_Task:_
Retype each line exactly. Skip images.

_Extracted records:_
▼

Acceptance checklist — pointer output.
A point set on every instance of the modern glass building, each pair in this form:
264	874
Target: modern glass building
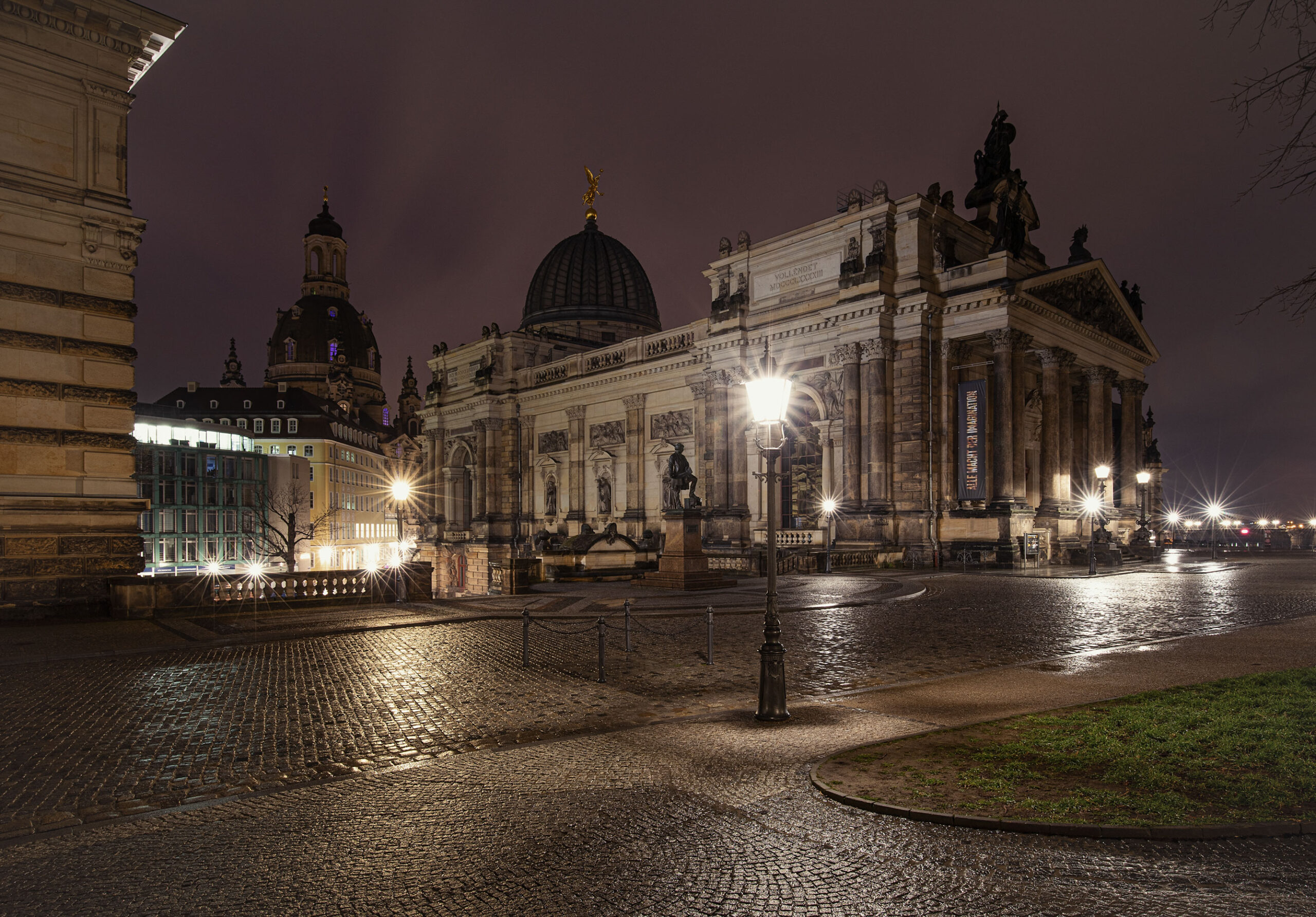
205	484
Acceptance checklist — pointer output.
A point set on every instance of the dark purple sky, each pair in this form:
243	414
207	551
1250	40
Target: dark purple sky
453	139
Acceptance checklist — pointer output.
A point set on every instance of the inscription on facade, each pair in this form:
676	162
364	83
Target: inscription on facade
671	425
798	276
555	440
973	401
607	434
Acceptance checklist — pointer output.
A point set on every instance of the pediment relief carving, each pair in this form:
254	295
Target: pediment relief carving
1087	297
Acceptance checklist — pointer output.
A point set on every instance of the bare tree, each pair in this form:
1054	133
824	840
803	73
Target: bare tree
1290	93
288	522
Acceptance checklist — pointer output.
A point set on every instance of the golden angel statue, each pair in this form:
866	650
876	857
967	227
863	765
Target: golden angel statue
591	194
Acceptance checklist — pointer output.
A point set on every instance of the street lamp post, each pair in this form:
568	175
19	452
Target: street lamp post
402	492
828	510
767	398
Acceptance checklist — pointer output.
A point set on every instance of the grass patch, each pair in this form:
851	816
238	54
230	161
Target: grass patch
1239	750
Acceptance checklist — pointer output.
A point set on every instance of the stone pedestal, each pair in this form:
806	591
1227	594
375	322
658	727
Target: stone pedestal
683	563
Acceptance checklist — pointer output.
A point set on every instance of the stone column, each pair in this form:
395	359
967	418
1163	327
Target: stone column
635	463
1065	394
719	496
848	355
1131	442
1052	451
576	437
877	368
1019	401
1003	417
1081	472
481	484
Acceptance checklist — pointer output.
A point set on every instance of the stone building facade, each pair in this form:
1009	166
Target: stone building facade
69	505
902	323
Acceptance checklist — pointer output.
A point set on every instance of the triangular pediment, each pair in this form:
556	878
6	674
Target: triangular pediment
1089	294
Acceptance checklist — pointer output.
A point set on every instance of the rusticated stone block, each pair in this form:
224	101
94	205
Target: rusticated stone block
83	545
15	567
31	547
83	587
56	566
114	566
125	545
24	590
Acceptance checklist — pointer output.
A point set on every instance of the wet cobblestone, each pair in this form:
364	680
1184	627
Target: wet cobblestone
692	819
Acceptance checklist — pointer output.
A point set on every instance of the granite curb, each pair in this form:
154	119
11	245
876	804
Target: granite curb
1063	829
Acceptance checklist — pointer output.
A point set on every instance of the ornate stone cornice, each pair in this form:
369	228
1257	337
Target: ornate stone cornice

▲

_Written answer:_
Acceptance checklist — pointer output.
A point set on every instance of the modern glass building, each pair in this form:
264	874
Target: modern glass building
205	484
Acceptance checklist — pointer output.
A point set on every instance of the dark purple sky, each pair in this form:
243	414
207	551
1250	40
Target: dark purple sky
453	139
Acceptance checklist — pointer output.
A point set on every instance of the inscription on facade, each pair in this form:
676	162
364	83
Target: inscription on facade
671	425
798	276
555	440
973	401
607	434
Acceptance checklist — pointer output.
A point set on every instance of the pediment relief carving, each pair in this form:
254	295
Target: pediment relief carving
1087	297
Acceptance checklist — pointer output.
A point set on every instance of the bare tree, each pair in this form:
1054	133
824	840
803	73
Target: bare tree
1290	93
288	522
Acceptance checklist — pointer output.
A point set on every instance of the golden angel statue, each pair in this form:
866	650
876	857
967	227
863	765
Target: golden angel statue
591	194
Acceptance checklist — pointer output.
A point set on every instance of the street lamp post, each pair in this form:
568	175
19	452
Target: street lamp post
402	492
828	510
767	398
Acceptance checklist — pointer output.
A point set on every instance of the grass patch, each pair in this form:
851	816
238	54
230	161
Target: grass patch
1239	750
Acceptance checklist — pointer output.
A point set on every instance of the stone pedestal, each pair in this form:
806	591
1227	594
375	322
658	727
Target: stone pedestal
683	563
Acceptance checklist — pointer output.
A point set on every instance of the stone column, each pair in this form:
395	359
967	418
1163	327
Target: stone column
635	463
1065	394
719	496
848	355
1131	442
1052	451
576	437
877	368
1019	401
1003	417
1081	472
481	484
Acceptance checklist — pointer output.
A point set on every instance of the stone building facade, each pair in this form:
1009	166
Target: stone building facade
69	505
902	323
Acceptance checklist — pointer output.
A point set on every instance of the triangular pediment, each pair in this form:
556	878
6	674
Target: triangular pediment
1089	294
Acceptance checklist — pointer output.
A point set on every instance of the rusticated stone block, each pair in this form:
224	101
94	205
Target: rusticated stone block
83	545
15	567
31	547
83	587
56	566
114	566
125	545
24	590
Acceptance checklist — pointer output.
A point set on every instance of the wet cobblestone, each pair in this form:
364	680
1184	627
Target: wet cobblestone
692	819
Acceptance checklist — pointer output.
A point set on every instance of the granite curb, each pair in this form:
154	119
11	245
876	804
Target: granite curb
1063	829
Acceptance checklist — pointer output.
A point set on every instance of the ornate stone cornice, each pair in this form:
369	228
1257	337
Target: ornate stone cornice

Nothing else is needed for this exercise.